**What is required**: Could you rescale the rows below from the line with "like [(2, 402)]." up to and including the line with "[(434, 229), (495, 223)]", reproducing every line with the requests included, but with each coordinate in the answers multiplied by 0.7 and rounded to a whole number, halves up? Leave the requests and their format samples unchanged.

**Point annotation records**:
——

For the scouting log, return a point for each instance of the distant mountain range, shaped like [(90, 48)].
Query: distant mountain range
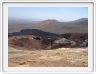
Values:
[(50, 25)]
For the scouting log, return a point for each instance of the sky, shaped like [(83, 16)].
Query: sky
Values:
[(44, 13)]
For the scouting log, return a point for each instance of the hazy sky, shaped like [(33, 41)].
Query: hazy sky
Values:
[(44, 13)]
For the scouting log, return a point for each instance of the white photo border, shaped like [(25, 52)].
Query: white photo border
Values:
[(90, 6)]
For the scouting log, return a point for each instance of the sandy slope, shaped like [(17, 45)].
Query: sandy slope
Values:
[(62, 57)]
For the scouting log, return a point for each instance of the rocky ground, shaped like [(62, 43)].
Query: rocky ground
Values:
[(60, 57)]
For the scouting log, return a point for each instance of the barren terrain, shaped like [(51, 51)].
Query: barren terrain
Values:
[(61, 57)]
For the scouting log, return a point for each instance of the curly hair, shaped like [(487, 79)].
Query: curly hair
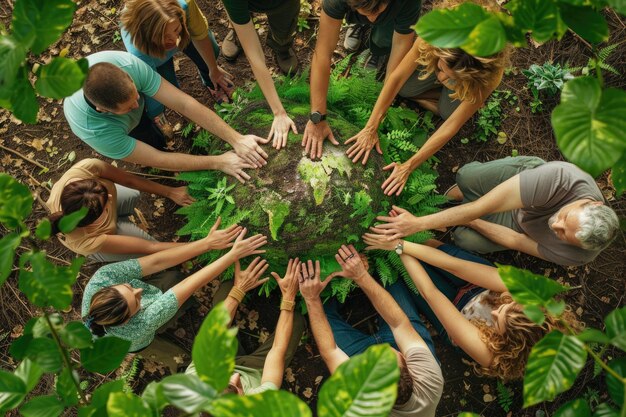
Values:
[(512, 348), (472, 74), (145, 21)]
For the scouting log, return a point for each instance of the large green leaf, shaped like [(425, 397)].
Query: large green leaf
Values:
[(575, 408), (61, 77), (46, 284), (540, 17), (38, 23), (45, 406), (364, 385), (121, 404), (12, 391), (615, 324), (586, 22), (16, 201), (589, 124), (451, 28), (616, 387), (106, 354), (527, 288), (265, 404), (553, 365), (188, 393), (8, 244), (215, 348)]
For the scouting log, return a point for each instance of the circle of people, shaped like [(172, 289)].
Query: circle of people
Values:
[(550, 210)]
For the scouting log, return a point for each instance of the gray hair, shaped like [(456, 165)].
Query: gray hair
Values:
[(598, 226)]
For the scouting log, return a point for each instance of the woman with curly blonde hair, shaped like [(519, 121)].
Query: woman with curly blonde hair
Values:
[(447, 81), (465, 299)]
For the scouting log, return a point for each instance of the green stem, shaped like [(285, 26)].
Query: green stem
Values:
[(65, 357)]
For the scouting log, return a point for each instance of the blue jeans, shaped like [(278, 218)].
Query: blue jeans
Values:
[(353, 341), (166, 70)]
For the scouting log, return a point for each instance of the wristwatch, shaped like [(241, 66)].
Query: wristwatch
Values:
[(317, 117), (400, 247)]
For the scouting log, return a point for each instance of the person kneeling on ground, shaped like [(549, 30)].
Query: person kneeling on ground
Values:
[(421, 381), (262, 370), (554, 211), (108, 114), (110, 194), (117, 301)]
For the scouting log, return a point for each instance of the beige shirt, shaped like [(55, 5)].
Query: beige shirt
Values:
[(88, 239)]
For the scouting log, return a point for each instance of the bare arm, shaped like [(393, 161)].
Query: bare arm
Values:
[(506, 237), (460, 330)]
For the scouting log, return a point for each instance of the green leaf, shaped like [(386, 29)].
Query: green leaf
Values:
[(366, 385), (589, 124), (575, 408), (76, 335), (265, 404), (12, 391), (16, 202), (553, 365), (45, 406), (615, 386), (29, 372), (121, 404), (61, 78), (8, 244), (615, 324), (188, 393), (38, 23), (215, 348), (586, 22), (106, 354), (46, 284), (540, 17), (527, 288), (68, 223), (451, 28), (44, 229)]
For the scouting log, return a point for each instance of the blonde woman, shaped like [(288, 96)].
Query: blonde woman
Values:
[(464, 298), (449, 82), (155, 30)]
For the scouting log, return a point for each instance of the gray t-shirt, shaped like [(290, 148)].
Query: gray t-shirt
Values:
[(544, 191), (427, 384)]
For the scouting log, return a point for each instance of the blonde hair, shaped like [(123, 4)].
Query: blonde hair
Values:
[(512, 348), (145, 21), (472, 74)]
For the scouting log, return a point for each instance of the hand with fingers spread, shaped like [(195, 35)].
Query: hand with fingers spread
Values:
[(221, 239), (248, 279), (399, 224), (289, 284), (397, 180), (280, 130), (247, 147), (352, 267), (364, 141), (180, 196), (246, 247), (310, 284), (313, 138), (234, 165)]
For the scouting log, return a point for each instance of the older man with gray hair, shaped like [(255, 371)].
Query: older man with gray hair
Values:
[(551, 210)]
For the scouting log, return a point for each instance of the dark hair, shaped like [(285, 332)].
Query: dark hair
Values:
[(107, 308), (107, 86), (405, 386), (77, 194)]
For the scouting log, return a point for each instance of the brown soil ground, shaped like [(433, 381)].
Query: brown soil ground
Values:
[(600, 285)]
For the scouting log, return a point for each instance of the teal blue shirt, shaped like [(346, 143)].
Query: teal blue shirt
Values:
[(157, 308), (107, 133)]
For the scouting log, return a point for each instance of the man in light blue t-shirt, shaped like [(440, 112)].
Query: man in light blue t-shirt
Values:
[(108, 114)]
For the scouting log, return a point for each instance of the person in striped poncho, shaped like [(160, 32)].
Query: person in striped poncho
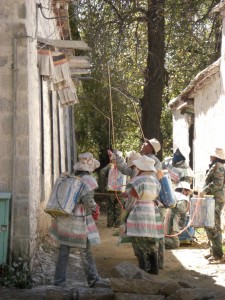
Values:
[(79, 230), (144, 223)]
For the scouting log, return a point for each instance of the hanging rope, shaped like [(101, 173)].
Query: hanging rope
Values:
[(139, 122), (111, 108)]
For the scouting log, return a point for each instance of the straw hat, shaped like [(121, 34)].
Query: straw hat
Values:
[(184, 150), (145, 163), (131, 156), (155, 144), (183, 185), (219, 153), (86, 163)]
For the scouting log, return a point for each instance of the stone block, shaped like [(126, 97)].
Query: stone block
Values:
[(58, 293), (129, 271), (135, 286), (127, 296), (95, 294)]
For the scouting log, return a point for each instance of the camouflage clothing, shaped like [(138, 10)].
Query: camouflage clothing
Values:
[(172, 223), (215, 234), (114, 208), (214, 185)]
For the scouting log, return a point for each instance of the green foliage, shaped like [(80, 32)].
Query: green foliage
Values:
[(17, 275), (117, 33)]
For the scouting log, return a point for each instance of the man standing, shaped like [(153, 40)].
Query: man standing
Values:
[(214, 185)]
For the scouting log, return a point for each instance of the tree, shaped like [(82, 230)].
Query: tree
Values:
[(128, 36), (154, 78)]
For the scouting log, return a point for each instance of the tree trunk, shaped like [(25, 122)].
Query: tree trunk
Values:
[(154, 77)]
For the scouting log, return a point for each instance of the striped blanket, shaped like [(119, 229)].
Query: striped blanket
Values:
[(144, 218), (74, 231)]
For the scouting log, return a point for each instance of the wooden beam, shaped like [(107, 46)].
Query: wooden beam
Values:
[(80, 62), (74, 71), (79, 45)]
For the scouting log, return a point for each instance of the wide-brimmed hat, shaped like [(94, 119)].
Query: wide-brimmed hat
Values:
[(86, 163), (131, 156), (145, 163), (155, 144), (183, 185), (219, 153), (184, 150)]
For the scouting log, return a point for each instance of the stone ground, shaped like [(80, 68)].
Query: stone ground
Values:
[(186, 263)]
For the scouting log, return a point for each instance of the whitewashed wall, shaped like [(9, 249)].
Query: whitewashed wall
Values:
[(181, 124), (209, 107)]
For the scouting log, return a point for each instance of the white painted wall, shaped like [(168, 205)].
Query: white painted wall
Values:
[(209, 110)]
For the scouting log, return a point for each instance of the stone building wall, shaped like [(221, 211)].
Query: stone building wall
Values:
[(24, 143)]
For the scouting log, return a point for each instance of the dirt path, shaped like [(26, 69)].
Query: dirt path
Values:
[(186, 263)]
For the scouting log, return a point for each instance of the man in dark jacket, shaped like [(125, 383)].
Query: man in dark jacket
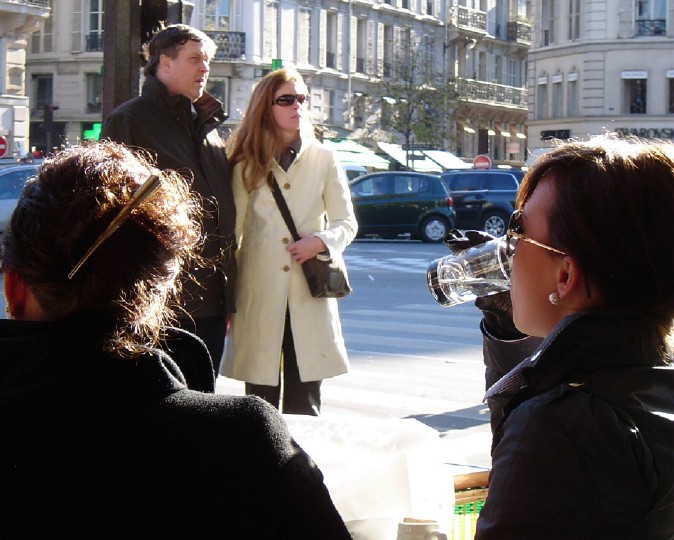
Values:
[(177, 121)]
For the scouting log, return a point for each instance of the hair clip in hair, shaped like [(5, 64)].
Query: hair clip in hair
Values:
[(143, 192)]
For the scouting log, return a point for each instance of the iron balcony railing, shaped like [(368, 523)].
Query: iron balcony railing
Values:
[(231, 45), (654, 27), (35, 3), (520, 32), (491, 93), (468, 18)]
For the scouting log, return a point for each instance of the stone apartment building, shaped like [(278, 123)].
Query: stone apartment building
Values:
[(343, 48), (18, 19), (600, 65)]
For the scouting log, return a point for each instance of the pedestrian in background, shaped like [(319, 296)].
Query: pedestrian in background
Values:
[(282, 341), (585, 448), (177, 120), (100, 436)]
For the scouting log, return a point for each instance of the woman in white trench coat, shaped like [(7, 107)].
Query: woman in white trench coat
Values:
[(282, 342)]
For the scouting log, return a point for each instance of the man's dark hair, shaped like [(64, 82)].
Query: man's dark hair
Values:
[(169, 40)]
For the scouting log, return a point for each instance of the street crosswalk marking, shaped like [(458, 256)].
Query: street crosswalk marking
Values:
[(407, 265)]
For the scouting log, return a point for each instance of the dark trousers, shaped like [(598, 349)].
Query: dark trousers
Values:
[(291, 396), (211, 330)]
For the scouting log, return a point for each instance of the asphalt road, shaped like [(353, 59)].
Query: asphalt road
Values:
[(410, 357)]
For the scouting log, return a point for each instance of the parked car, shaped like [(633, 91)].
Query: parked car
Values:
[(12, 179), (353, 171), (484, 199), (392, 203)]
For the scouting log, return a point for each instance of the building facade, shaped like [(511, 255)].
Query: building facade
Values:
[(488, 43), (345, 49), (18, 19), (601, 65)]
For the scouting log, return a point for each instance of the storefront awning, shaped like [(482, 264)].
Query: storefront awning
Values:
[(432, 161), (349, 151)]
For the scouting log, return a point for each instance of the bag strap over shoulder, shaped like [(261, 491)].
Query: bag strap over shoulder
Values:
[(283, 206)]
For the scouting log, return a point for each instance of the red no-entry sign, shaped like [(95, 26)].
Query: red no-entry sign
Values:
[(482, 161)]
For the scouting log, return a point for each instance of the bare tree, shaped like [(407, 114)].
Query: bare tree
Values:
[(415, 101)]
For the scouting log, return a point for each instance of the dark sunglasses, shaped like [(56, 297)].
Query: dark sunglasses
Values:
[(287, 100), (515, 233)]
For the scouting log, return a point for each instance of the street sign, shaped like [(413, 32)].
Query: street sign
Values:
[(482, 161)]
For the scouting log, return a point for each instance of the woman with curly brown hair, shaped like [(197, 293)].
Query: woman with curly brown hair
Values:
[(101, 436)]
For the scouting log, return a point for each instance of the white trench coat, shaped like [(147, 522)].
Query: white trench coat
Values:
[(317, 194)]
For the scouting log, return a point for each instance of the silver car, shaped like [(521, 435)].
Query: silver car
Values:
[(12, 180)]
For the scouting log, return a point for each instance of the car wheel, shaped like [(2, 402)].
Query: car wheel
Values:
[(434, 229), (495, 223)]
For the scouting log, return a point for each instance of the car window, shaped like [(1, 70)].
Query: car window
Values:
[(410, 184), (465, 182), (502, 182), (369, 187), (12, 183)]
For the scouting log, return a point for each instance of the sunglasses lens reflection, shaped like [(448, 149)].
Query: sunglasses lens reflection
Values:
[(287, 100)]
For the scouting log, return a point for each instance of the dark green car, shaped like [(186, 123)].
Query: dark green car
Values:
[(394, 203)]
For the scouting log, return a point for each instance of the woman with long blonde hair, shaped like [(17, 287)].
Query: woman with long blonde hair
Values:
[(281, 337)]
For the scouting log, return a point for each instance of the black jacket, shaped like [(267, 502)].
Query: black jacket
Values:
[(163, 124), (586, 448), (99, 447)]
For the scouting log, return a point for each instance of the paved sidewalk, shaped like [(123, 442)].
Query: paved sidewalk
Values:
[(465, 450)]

——

**Answer to the problem**:
For the scouting log, return a point for each instance of the car wheel, shaped like [(2, 402)].
Query: car wheel
Values:
[(304, 160), (347, 156)]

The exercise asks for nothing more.